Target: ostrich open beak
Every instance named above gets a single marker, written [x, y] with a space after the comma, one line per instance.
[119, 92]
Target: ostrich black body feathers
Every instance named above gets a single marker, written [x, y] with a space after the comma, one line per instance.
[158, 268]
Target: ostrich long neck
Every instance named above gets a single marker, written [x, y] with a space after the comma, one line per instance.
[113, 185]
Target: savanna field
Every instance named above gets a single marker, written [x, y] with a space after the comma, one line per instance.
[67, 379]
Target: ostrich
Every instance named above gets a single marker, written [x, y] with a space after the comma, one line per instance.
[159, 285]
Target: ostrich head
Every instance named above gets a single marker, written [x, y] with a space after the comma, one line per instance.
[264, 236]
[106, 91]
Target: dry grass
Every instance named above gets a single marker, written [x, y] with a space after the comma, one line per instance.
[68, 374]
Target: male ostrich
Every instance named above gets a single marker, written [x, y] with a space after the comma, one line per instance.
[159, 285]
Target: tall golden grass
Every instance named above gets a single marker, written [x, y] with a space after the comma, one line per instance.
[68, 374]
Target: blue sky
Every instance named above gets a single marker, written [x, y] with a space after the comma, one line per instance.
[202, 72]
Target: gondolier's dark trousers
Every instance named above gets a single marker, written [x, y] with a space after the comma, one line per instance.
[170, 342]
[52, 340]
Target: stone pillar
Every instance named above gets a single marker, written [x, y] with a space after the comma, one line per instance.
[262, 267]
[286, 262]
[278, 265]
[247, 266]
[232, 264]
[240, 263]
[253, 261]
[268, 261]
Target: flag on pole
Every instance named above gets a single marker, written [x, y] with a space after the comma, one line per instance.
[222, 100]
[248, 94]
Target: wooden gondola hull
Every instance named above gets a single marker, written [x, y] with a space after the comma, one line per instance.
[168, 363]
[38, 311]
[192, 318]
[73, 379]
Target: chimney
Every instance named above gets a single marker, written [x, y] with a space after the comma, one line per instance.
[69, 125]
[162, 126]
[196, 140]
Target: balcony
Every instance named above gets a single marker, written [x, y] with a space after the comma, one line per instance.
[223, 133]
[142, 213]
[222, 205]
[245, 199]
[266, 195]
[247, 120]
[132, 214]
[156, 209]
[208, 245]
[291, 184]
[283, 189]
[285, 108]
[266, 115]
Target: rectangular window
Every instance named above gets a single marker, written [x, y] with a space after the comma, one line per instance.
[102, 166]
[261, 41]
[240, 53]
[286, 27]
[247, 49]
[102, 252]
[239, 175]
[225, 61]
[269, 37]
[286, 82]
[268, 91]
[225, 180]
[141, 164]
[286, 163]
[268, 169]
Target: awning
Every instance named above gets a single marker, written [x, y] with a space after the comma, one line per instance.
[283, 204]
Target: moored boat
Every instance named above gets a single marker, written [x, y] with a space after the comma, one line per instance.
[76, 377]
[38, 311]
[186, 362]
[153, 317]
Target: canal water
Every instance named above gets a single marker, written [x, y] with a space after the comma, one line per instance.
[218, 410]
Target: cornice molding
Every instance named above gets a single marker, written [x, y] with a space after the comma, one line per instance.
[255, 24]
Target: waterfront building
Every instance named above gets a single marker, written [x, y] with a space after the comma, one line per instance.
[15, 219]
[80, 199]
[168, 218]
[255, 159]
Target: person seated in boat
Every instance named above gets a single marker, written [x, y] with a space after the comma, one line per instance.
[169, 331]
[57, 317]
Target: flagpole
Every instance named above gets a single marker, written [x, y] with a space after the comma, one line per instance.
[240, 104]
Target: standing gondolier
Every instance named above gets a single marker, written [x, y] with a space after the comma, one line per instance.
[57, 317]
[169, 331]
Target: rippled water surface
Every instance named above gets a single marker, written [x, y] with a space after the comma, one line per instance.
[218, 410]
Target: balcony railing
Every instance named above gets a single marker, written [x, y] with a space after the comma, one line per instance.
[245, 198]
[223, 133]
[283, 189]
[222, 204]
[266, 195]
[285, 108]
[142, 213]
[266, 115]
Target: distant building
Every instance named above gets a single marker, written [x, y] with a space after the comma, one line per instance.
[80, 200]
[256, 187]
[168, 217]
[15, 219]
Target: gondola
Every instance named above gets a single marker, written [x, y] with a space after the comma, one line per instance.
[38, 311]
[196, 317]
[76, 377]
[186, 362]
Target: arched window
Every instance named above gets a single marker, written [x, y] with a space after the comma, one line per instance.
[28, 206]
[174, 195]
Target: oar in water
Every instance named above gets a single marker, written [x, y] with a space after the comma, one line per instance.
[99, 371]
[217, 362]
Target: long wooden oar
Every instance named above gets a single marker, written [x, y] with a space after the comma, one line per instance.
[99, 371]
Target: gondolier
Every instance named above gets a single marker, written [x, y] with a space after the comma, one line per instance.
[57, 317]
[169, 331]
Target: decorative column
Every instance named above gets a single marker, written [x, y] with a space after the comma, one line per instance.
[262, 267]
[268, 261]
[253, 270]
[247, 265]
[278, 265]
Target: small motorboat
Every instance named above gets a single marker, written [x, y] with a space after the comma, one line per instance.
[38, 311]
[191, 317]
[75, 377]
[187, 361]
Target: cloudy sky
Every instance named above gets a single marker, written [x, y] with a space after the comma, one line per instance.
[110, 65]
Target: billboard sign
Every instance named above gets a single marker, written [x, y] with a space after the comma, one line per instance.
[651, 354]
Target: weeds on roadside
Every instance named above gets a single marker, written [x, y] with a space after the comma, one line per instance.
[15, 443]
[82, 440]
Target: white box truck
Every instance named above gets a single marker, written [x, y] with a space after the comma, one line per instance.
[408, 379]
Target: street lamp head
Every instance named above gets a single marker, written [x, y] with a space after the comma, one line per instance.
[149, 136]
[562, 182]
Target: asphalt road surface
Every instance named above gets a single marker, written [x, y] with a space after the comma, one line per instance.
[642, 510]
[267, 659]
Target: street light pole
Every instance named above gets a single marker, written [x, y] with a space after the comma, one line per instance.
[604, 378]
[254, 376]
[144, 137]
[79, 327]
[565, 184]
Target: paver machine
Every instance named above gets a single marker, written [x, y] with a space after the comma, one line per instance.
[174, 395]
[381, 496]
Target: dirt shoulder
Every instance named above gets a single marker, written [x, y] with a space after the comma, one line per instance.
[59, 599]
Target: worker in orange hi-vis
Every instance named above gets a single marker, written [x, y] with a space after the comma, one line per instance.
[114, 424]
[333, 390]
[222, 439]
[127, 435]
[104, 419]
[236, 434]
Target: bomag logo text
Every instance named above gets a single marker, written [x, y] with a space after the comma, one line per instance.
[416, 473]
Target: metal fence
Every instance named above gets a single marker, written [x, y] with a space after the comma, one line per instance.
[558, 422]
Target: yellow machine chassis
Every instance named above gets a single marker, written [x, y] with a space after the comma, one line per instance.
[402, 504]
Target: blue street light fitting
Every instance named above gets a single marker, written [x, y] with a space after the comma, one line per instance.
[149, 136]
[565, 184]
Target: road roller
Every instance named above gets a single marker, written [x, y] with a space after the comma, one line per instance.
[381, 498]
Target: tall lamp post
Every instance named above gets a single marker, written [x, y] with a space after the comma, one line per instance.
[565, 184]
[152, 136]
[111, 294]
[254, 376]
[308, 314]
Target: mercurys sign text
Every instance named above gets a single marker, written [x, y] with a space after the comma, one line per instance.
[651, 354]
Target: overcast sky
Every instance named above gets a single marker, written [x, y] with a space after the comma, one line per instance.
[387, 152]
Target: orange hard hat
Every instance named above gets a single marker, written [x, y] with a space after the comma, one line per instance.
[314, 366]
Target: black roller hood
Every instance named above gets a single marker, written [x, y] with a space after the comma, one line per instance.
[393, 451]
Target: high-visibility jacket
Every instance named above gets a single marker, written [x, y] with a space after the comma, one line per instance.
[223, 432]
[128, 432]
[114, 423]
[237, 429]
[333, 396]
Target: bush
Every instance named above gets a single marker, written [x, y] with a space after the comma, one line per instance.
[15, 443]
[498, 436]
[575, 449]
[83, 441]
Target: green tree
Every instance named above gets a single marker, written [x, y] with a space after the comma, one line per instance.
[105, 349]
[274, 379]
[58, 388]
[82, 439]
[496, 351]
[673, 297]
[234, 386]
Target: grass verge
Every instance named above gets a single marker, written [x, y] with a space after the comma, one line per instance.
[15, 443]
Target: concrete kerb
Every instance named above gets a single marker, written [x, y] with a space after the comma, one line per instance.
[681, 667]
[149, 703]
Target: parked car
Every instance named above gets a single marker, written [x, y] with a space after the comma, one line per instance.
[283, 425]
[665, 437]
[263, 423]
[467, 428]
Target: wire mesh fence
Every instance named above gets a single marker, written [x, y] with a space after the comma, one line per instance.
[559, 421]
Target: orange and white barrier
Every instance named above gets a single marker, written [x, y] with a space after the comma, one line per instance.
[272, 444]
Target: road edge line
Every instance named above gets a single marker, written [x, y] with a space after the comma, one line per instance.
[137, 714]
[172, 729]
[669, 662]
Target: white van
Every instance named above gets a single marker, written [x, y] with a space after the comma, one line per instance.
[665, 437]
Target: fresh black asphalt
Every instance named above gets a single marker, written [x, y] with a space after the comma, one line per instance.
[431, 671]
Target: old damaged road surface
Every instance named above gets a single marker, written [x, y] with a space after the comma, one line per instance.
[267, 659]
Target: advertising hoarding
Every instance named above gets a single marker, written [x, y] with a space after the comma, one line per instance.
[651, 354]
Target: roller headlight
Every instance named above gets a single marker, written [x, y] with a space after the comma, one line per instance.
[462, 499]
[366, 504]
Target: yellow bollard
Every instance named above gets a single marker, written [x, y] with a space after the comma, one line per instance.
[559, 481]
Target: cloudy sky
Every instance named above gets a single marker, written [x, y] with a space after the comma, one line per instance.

* * * * * * *

### Short problem
Give again, word for word, every line from the one holding "Target: advertising hoarding" to the end of the data.

### Output for this exercise
Target: advertising hoarding
Every instance named above gets a single marker, written [x, y] with a space after the comma, one line per instance.
[651, 354]
Target: roller headlight
Every instance named above gets a single marker, written [x, y] with a space after the comma, one line per instance.
[462, 499]
[366, 504]
Target: yellow bollard
Every instance named above gets a single marker, written [x, y] with a space after the comma, one line per instance.
[559, 481]
Target: cloudy sky
Every instance named above gets a single marker, written [x, y] with a space after the comma, one line per instance.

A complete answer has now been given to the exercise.